TO DO> Write out all the entries below again with every "Point coordinates" replaced by "Marked locations" and nothing else changed. Leave the pictures out of your answer.

────────────────

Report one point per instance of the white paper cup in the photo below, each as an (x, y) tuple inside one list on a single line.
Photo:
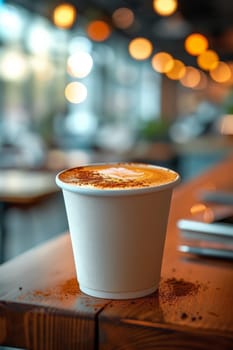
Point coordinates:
[(117, 237)]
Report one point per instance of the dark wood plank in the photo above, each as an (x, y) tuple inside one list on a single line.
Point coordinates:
[(193, 307), (41, 306)]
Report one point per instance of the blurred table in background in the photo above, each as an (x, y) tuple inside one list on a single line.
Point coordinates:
[(22, 188), (42, 307)]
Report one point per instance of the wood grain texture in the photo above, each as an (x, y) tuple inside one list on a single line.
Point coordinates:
[(193, 307), (41, 306)]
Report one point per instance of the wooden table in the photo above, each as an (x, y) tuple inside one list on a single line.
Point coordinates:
[(22, 188), (41, 306)]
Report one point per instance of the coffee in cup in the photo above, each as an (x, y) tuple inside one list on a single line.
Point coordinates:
[(117, 215)]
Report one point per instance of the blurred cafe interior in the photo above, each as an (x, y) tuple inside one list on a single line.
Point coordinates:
[(85, 81)]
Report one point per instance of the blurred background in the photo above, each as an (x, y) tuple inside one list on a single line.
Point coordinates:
[(97, 80)]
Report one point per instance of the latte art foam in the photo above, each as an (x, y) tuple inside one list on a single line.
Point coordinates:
[(118, 176)]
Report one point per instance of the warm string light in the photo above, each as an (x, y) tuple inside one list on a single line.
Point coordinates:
[(64, 15), (98, 30), (195, 44), (140, 48), (165, 7)]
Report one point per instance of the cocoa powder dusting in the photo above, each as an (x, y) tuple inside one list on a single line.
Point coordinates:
[(172, 289), (91, 176), (62, 291)]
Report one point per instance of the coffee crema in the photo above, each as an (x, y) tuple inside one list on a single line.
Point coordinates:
[(118, 176)]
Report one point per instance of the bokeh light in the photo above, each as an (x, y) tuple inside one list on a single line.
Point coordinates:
[(165, 7), (140, 48), (76, 92), (162, 62), (208, 60), (123, 17), (222, 73), (191, 77), (98, 30), (64, 15), (177, 71), (195, 44)]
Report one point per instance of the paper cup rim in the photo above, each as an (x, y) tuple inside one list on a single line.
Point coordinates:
[(116, 192)]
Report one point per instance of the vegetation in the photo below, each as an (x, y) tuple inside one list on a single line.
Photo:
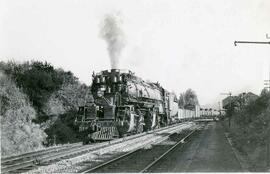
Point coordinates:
[(18, 132), (250, 130), (53, 96)]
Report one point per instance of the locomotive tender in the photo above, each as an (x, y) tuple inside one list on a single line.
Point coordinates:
[(125, 104)]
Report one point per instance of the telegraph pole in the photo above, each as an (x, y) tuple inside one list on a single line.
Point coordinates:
[(267, 85), (230, 108)]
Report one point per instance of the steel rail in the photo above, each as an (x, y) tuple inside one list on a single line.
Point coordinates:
[(167, 152), (136, 150), (79, 151), (37, 153)]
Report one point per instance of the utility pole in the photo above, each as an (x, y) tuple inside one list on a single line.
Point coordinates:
[(267, 84), (230, 108)]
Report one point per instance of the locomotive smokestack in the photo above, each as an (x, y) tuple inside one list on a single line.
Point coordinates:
[(112, 33)]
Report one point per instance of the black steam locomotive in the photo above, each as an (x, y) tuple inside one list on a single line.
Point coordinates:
[(125, 104)]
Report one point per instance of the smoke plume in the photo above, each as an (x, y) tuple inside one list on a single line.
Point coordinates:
[(112, 33)]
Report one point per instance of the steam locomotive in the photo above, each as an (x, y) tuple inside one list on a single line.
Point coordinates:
[(125, 104)]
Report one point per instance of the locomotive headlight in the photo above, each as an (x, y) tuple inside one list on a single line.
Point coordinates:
[(97, 80), (100, 93), (102, 79), (114, 79)]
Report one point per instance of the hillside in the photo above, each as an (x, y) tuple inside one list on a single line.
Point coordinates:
[(43, 100)]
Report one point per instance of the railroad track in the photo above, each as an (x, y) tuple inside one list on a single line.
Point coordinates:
[(131, 162), (12, 163), (33, 160)]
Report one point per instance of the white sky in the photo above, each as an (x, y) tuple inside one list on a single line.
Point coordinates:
[(182, 43)]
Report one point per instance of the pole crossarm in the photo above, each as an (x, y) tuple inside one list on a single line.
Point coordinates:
[(250, 42)]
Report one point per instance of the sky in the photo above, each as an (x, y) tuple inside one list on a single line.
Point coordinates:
[(179, 43)]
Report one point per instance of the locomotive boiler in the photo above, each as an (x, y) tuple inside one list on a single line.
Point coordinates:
[(125, 104)]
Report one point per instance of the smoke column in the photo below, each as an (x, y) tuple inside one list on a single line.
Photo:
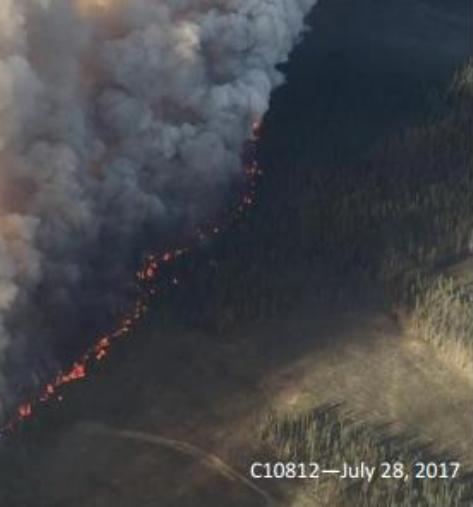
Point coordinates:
[(121, 122)]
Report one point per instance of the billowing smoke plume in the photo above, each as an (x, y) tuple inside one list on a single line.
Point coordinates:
[(120, 120)]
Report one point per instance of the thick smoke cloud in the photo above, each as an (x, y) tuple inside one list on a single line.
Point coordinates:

────────────────

FINAL RESULT>
Report one point per instance of the white paper cup in the photo below, each as an (x, y) tuple inside one list on a single line.
Photo:
Marked locations:
[(117, 237)]
Report one point per instance of the dark wood plank in the photo above, each as an (x, y) tuple inside one list on a single line.
Marked locations:
[(193, 307), (41, 306)]
Report one point per instance of the blurred table in background in the photo above, each as an (x, y) tuple inside one list on a single line.
Marked locations:
[(22, 188), (42, 307)]
Report one point per instance of the wood grain texture in the photo above, each as an (x, y) tuple inside one list on a single line.
Marked locations:
[(193, 307), (41, 306)]
Report one point per instance of the wooden table in the photo above, each as an (x, y) tuple inside one list on a single line.
Marked locations:
[(22, 188), (41, 306)]
Report one point per instance of the coffee in cup in the photo above, each as an (x, y) tuple inside one list on a single line.
Marked locations:
[(117, 215)]
Report one point per instance of the blurred cafe interior in the photo above, each as an (x, y) tuple inside one list on a single line.
Marked locations:
[(85, 81)]
Report one point per instance of the blurred background in the photo above, each as an (x, y) tuple inside one list on a single line.
Marked locations:
[(97, 80)]
Report one point per instance of the latte art foam in the photo above, each as an (x, y) tuple inside one list on a single line.
Marked locations:
[(118, 176)]
Report one point per instance of the warm string light in the photo above, each as an (x, y) tuple inside one list on a single line.
Marked locations:
[(64, 15), (98, 30), (195, 44), (140, 48), (165, 7)]
Report one point per instance of the cocoa powder dusting in the photo above, each as an (x, y) tuple inside one list on a single line.
Marked locations:
[(172, 289), (91, 176), (62, 291)]
Report one point per instance of the coffee crema in the photo above, each as an (x, y) tuple inside one list on a single line.
Marked locations:
[(118, 176)]
Report one point per instance of the bokeh light in the photo above, each as an (x, y) tuple inside one list on a single line.
Marked locations:
[(165, 7), (140, 48), (76, 92), (162, 62), (208, 60), (123, 17), (222, 73), (191, 77), (98, 30), (64, 15), (177, 71), (195, 44)]
Report one point per instance of the paper cup rim in the photo above, each as an (x, y) tuple inside one list on a single line.
Marked locations:
[(116, 192)]
Report one point per instance of the vegetation in the photo below, each as an (x, y) tuple inside one list on a single line.
Photo:
Marked locations:
[(18, 132), (250, 130), (53, 96)]
Report one point per instance of the locomotive tender in the photo above, each as an (x, y) tuple inside one list on a single line.
Marked locations:
[(125, 104)]
Report one point per instance of the telegraph pole in the photo above, each as an (x, y) tuple inside one list on a single line.
Marked locations:
[(267, 85), (230, 108)]
Report one point per instance of the steel rail in the photo above, each as an (x, y) tuple inside one list on a single line.
Marked locations:
[(167, 152), (136, 150), (79, 151), (37, 153)]
Report one point per instance of the utility pole in the photo above, each as an (x, y) tuple inside one list on a single line.
Marked locations:
[(267, 84), (230, 108)]
Report one point per instance of the locomotive smokestack in the photo above, each as an (x, y) tuple inside one list on a single line.
Marked locations:
[(112, 33)]
Report one point per instance of the black steam locomotive in the photo above, each as an (x, y) tuple inside one list on a single line.
Marked locations:
[(125, 104)]
Report one point per instance of the smoke plume in the photo above, each as an (x, y) tuple inside one list on a single line.
Marked locations:
[(112, 33)]
Report one point per instance of the steam locomotive in the photo above, each as an (x, y) tuple inside one list on a single line.
Marked locations:
[(125, 104)]
Report one point per instance of the locomotive headlight in the photo above, each as an (x, y) tuple inside one list on a single line.
Marked locations:
[(97, 80), (100, 93), (102, 79), (114, 79)]
Report one point per instance of the hillside in the photo above, each as an (x, y) tuple inside one list on a single line.
Marked locations:
[(43, 100)]
Report one point per instance of the railroad track in the photo above, each as an (x, y) tuple inside one list on a single line.
Marked locations:
[(131, 162), (12, 163), (33, 160)]
Report one point per instance of the white sky in the photo above, each as an (x, y) tuple inside one list on a single line.
Marked locations:
[(182, 43)]
Report one point per instance of the pole crossarm in the photo above, each as an (x, y) tuple inside one list on a single line.
Marked locations:
[(250, 42)]
Report one point per instance of the sky in the photo above, each as an (x, y) tuple inside one list on a single line.
Marked locations:
[(179, 43)]
Report one point per instance of the locomotive boiler in the photo above, each as an (x, y) tuple inside one list on a single line.
Marked locations:
[(125, 104)]
Report one point per instance of the smoke column in the photo below, each as an (x, y) tuple inside one list on a single line.
Photo:
Marked locations:
[(121, 122)]
Report one point per instance of the billowing smoke plume in the photo above, each as an (x, y) tuple inside one list on a single line.
Marked locations:
[(120, 120)]
Report one point per instance of the thick smoke cloud in the photo above, each as an (x, y) tuple inside one list on a single line.
Marked locations:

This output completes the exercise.